• WHAT YOU ARE ASKED TO DO:
Transcribe these lines without any changes.

Entries from a point annotation set:
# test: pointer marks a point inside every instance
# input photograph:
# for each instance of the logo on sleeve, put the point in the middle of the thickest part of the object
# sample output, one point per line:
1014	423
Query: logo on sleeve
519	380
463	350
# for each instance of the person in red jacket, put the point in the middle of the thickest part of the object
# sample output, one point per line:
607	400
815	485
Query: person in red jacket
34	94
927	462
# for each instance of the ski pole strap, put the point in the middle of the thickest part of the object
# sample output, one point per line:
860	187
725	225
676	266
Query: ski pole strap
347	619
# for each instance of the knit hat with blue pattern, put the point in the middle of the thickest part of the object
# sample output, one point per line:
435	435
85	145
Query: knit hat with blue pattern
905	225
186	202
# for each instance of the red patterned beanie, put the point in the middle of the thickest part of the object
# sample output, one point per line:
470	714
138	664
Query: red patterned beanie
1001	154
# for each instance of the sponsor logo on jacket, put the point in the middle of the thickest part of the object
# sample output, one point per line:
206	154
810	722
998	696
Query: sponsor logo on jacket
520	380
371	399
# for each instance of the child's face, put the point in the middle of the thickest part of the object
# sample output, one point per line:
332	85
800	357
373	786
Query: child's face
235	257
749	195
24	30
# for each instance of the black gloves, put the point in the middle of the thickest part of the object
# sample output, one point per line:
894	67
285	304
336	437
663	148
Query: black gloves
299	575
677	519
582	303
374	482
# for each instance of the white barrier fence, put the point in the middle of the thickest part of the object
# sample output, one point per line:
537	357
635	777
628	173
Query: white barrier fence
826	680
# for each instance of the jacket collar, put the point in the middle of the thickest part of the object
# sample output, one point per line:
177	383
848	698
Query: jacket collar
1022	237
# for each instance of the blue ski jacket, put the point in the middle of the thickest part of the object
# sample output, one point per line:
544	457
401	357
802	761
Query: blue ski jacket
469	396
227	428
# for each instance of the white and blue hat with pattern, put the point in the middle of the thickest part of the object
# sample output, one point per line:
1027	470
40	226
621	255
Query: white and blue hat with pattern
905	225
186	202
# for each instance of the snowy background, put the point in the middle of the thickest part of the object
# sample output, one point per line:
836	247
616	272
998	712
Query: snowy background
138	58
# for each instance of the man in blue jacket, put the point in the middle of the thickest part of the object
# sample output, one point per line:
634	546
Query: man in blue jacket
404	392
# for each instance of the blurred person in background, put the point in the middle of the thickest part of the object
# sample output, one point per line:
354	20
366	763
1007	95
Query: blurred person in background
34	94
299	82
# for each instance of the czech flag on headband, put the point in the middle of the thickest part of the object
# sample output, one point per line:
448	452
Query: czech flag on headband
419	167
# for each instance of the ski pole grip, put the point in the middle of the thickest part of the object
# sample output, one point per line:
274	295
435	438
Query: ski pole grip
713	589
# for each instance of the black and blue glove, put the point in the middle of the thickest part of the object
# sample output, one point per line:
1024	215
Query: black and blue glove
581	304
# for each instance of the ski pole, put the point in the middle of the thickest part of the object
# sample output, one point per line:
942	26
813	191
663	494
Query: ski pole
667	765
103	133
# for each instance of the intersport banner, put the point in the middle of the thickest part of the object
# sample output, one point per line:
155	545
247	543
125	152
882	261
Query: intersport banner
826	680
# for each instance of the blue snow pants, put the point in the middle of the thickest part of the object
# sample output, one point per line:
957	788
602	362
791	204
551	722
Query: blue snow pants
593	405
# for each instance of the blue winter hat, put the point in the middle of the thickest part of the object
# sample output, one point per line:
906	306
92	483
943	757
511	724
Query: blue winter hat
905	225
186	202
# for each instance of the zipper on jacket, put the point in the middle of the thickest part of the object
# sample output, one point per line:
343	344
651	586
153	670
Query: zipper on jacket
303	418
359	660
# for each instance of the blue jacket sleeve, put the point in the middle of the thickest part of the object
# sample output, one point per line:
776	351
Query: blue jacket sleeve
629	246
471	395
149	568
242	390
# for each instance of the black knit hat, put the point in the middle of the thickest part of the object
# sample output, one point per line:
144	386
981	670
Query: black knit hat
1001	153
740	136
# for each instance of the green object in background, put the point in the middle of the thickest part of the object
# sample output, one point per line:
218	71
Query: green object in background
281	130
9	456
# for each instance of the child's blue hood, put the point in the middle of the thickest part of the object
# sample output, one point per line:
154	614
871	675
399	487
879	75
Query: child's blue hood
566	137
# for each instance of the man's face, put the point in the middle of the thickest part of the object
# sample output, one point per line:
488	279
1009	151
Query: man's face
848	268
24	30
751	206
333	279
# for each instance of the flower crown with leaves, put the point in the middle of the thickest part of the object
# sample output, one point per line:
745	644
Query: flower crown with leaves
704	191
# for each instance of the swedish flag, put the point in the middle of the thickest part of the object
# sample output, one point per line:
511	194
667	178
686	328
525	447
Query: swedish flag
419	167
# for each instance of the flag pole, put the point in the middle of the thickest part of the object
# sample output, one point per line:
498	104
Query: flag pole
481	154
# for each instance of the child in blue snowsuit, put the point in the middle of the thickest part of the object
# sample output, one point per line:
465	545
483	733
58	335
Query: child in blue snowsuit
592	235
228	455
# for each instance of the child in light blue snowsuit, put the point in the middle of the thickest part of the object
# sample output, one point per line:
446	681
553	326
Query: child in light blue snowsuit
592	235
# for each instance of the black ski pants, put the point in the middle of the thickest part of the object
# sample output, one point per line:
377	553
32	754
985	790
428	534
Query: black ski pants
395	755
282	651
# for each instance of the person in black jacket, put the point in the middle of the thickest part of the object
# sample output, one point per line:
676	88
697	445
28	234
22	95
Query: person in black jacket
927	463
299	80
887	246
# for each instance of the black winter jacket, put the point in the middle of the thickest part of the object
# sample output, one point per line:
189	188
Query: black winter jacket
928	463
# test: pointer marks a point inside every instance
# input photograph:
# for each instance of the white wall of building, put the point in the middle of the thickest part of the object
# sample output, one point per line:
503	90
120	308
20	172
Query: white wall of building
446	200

• RESPONSE TO THIS TASK:
# test: pointer marks a point inside every instance
# input photograph:
# for each instance of the logo on sleeve, put the point in the middle of the thickest part of the object
# sample output, one point per line:
1014	423
Query: logo on sleeve
519	380
463	350
# for each instance of the person in red jacket, put the point in the middle of the thickest part of the object
# sample output, one point per line:
607	400
815	485
Query: person in red jacket
34	94
927	462
# for each instance of the ski pole strap, put the point in the middle of the thickest part of the object
# sample output, one point per line:
860	187
725	225
676	266
Query: ski pole strap
347	619
# for each instance of the knit hat with blue pattern, put the point in the middle of the thickest part of the object
# sample output, one point per line:
435	435
85	145
Query: knit hat with blue pattern
905	225
186	202
# for each instance of the red patterned beanie, put the point in the middle of the thickest part of the object
# sample output, one point per line:
470	714
138	664
Query: red patterned beanie
1001	154
# for each instance of the sponsor logo on jacket, put the point in the middle of the thickest part of the object
# sample output, one point per line:
206	154
810	722
998	696
Query: sponsor logo on jacket
520	380
371	399
# for each instance of the child's face, put the point in the middle of the thickest part of the object
# sample output, one point per line:
332	85
800	357
373	786
Query: child's face
235	257
749	195
24	30
# for each instance of the black gloves, put the point in the middle of the thickest part of the object
# sample output, one point per line:
894	67
285	304
336	437
663	148
Query: black gloves
299	575
677	519
582	303
374	482
# for each instance of the white barrier fence, put the point in the middle of the thickest part of the object
# sample output, one point per line:
537	357
635	777
628	173
Query: white barrier fence
826	680
# for each instance of the jacket collar, put the point in the middle of the thickest part of the object
# sample output, one point per line:
177	383
848	698
Query: jacket collar
1022	237
# for each instance of the blue ski jacket, put the point in the middle of the thickest part of the object
# sample output, one point per line:
544	457
401	357
802	761
Query: blue ski jacket
469	396
227	428
# for each instance of the white and blue hat with pattern, put the point in the middle of the thickest part of the object
# sample output, one point per line:
1027	470
40	226
621	255
Query: white and blue hat with pattern
905	225
186	202
# for each instance of the snowy background, put the point in the middle of the thickest part of the object
# sample output, one point per line:
836	247
616	272
998	712
Query: snowy background
138	58
# for each instance of the man in blue jacket, put the point in the middle of the thickest part of the object
# sample output, one point per line:
634	546
Query: man in blue jacket
404	392
# for each instance of the blurred person in background, put the point in the middle of the thickest part of the object
# sample output, one point per line:
354	20
366	763
1007	95
Query: blurred person in background
34	94
299	82
# for each instance of the czech flag on headband, put the point in the middle of the thickest part of the object
# sample output, one point per line:
448	452
Query: czech flag on headband
419	167
# for each instance of the ski pole grip, put the point in the middle of the thickest part of the object
# sample output, one point per line:
274	295
435	438
Query: ski pole grip
713	589
# for each instance of the black and blue glove, put the point in the middle of the thickest part of the object
# sample output, one point per line:
1024	215
Query: black and blue glove
581	304
# for each instance of the ski pole, put the point in the middle of the thickest part of the object
# sample output, one point per line:
942	26
813	191
663	494
Query: ski pole
667	765
103	133
# for each instance of the intersport banner, put the point in the middle of the thickest part of the object
# sample output, one point per line:
155	545
247	543
125	152
882	261
Query: intersport banner
826	680
# for each instance of the blue snow pants, put the point in the middle of the thickest part of the object
# sample output, one point per line:
957	788
602	362
791	204
551	722
Query: blue snow pants
593	405
# for each instance of the blue winter hat, put the point in the middle of the thickest part of the object
# sample output, one point per line:
906	306
92	483
943	757
511	724
Query: blue winter hat
905	225
186	202
# for each instance of the zipper on jacket, put the point in the middle of the thickest part of the object
# sample output, one point per line:
343	344
651	586
153	670
Query: zipper on jacket
303	418
359	660
# for each instance of the blue jacket sleeve, put the point in the middle of the thickest part of the object
# sample output, one point per line:
776	351
Query: blue jacket sleeve
629	246
471	395
149	568
242	390
# for each instance of the black knit hat, put the point in the middle of the thickest part of the object
# sample output, one point per line:
144	386
981	670
Query: black knit hat
1001	153
740	136
# for each instance of the green object in background, put the point in the middle of the thickest part of the object
# sample output, one point per line:
218	71
Query: green object in background
281	130
9	456
# for each instance of the child's blue hood, put the point in the middle of the thickest part of the object
# sample output, one point per line:
154	614
871	675
399	487
879	75
Query: child's blue hood
566	137
# for each instance of the man's face, put the point in the middle of the thickest part of the object
# sample output, one point per line:
488	279
1009	151
Query: man's face
848	268
24	30
751	206
333	279
# for each instance of the flower crown with leaves, put the point in the middle of the thickest part of the object
# sample output, one point per line:
745	644
Query: flower crown with leaves
704	191
# for each instance of the swedish flag, put the point in the middle of the thickest part of the object
# sample output, one point per line:
511	194
667	178
686	328
525	447
Query: swedish flag
419	167
# for each instance of the flag pole, put the point in the middle of the thickest part of the object
# sample output, one point per line:
498	104
Query: flag pole
481	154
# for each instance of the child in blue snowsuit, put the point in the middle of the thickest part of the object
# sample output, one point per line:
465	545
483	733
58	335
Query: child in blue snowsuit
592	235
228	455
# for each instance of the child in light blue snowsuit, put the point in the middle of the thickest part of the object
# sample output, one point per line:
446	681
553	326
Query: child in light blue snowsuit
592	235
# for each instance of the black ski pants, put the point in the middle of the thickest part of the object
# sample output, one point per line:
377	553
32	754
985	790
428	534
Query: black ski pants
395	755
282	651
# for each instance of the person in black jacket, put the point in the middle of the thickest part of the object
# sample output, one point per line:
676	88
697	445
28	234
22	95
Query: person in black jacket
927	463
299	80
887	246
# for each instance of the black winter jacket, put the point in the middle of the thickest part of the object
# sample output, one point per line:
189	188
Query: black winter jacket
928	463
# test: pointer marks a point inside every instance
# input photograph:
# for each instance of the white wall of building, put the point in the middle of the thickest part of the object
# sample output, one point per line:
503	90
120	308
20	172
Query: white wall of building
446	200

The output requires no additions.